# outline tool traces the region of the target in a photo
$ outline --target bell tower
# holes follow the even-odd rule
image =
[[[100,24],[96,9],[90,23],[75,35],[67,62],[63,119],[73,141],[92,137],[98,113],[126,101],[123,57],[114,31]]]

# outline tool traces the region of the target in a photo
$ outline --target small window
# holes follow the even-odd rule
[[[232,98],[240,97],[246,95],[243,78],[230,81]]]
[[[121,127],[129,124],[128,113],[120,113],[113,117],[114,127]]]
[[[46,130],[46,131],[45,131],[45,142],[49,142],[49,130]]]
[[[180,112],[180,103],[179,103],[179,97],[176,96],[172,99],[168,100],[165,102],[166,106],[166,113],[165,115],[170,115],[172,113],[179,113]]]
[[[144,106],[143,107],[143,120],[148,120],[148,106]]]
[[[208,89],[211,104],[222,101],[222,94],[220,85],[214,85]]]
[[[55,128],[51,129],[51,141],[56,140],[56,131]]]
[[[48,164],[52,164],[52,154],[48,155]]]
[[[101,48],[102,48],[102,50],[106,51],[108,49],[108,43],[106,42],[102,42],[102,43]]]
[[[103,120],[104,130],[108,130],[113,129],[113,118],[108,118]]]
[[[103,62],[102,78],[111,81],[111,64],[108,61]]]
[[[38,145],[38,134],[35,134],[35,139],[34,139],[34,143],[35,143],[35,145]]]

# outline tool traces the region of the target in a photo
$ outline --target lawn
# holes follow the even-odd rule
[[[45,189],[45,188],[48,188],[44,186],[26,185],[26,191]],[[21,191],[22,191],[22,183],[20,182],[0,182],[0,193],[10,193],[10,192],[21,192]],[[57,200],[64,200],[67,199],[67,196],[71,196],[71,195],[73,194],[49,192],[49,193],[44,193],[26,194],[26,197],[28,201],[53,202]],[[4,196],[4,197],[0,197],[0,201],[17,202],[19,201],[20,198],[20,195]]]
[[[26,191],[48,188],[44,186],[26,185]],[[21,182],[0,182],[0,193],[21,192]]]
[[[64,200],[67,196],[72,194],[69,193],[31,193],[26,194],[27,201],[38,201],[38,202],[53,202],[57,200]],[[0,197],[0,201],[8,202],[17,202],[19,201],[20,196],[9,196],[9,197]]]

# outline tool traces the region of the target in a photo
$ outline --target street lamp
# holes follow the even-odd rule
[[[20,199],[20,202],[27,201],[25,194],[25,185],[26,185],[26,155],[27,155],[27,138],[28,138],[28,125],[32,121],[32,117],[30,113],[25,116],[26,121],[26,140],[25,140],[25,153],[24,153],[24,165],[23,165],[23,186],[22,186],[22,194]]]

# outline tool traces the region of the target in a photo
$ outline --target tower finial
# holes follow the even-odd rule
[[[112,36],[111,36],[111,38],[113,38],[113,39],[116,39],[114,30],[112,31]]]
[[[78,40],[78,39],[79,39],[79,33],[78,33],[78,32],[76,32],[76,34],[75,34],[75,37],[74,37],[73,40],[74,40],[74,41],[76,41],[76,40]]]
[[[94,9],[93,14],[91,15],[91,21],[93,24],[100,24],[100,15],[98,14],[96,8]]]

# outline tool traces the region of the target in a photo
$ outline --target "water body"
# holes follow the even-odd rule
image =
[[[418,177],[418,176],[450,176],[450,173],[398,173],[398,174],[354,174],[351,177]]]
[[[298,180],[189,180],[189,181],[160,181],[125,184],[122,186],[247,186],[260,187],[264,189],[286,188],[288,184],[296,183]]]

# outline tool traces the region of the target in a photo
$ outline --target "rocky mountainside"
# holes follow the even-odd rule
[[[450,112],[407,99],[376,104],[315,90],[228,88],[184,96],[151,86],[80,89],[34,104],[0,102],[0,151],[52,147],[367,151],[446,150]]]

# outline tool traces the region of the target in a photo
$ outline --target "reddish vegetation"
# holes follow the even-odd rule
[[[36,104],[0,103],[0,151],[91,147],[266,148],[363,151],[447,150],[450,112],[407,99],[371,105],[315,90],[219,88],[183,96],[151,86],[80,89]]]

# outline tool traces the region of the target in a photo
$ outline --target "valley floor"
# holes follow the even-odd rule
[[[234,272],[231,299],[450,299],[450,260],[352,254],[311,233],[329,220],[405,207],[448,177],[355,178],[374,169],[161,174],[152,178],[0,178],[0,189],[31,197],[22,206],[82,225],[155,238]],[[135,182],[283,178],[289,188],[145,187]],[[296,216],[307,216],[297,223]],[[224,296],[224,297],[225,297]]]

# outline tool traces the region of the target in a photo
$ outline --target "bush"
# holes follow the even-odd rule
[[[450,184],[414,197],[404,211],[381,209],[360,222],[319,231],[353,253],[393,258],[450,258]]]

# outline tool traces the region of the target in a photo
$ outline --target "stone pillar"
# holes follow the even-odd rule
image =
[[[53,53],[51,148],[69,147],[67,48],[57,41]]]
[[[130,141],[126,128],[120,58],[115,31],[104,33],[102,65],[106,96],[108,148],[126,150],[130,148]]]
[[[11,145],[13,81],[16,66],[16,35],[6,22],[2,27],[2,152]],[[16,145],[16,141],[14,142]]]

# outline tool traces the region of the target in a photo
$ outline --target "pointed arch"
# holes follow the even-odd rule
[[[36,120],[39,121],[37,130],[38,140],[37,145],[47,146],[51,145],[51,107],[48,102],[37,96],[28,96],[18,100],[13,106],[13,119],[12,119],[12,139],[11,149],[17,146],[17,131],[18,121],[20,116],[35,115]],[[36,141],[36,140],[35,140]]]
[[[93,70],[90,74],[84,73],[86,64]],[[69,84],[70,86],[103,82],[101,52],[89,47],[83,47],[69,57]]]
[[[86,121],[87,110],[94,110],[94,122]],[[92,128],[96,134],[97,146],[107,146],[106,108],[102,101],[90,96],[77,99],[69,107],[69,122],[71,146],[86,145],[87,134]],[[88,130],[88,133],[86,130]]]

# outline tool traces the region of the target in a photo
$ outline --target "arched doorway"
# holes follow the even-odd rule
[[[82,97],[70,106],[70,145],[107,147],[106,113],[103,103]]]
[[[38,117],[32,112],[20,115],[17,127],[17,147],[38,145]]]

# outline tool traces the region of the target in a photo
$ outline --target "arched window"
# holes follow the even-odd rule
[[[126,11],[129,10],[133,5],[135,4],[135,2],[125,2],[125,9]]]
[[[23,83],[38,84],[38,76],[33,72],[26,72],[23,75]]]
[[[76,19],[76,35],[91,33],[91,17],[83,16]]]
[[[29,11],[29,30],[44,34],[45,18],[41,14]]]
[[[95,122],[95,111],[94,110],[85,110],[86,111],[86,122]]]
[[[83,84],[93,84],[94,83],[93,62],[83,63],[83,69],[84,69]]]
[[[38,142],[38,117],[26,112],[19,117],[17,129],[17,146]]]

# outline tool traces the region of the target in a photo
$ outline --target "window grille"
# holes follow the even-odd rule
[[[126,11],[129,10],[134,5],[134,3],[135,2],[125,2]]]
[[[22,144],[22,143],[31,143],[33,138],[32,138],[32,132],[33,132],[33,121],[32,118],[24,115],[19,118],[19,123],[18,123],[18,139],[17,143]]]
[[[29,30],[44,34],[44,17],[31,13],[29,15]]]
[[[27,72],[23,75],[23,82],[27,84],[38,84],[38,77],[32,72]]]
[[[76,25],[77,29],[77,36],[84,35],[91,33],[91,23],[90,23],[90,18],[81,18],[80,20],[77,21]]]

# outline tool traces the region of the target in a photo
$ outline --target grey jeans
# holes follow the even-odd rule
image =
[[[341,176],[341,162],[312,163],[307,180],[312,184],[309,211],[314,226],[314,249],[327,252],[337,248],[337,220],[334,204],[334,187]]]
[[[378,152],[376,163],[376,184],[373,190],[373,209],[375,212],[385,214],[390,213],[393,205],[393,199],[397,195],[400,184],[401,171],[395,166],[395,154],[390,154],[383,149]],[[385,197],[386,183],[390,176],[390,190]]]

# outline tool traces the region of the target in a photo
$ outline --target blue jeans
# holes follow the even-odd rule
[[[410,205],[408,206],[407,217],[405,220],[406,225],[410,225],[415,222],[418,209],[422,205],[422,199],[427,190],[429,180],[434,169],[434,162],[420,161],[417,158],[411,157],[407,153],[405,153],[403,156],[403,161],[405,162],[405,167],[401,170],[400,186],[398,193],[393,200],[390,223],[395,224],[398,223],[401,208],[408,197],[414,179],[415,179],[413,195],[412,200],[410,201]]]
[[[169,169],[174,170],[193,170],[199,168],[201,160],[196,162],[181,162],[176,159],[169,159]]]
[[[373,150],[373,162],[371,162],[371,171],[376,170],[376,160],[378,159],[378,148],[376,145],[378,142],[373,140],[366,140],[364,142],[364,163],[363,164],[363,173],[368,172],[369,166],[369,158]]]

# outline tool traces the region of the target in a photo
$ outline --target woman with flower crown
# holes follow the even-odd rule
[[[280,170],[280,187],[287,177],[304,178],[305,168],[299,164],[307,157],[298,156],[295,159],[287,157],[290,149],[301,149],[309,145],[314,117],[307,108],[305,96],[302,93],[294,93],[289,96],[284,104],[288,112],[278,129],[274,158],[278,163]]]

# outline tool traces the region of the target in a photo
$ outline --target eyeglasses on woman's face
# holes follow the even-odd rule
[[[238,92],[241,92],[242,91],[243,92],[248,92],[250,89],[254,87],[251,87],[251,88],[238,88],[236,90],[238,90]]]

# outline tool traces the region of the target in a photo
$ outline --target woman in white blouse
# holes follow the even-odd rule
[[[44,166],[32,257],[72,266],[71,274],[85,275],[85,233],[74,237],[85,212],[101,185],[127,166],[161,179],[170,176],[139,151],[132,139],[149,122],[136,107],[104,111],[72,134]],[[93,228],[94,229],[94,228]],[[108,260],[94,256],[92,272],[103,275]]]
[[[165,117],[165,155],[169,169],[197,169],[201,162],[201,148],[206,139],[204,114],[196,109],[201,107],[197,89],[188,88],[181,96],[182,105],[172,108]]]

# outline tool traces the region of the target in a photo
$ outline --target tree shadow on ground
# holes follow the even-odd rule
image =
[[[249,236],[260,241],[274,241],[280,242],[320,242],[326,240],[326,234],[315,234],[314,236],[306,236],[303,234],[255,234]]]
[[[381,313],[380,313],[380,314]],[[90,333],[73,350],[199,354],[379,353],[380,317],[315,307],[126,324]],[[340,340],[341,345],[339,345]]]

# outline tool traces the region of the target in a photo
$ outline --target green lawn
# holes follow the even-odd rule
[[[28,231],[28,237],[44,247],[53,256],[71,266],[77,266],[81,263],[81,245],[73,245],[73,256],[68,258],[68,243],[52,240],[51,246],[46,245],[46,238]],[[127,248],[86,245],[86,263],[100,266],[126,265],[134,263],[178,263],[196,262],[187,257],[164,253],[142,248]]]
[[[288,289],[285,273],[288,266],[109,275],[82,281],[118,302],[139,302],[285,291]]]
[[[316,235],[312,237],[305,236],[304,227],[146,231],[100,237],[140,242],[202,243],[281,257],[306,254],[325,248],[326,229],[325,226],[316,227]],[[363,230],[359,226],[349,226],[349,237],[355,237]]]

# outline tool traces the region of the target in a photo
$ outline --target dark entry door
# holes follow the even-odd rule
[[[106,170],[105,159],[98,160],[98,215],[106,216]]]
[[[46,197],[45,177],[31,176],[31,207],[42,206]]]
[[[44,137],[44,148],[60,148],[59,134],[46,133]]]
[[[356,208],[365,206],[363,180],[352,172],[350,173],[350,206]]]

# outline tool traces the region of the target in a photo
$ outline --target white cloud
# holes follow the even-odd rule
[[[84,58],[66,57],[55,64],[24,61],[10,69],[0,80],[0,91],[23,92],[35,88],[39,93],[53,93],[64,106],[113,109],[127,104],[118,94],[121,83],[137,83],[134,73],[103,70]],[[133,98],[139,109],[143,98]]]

_ _ _

Short task.
List every line of the data that contains the word "white". Case counts.

In response.
$ outline --target woman in white blouse
$ outline --target white cloud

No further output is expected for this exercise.